[Task] The response must match the data below exactly, line for line.

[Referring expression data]
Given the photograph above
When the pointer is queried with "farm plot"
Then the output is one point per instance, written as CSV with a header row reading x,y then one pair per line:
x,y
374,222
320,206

[Answer for this exercise]
Given the photograph above
When the pointer is queried with "farm plot"
Then the output is one point per instance, written as CSV with a header row reading x,y then one pair per line:
x,y
374,222
320,206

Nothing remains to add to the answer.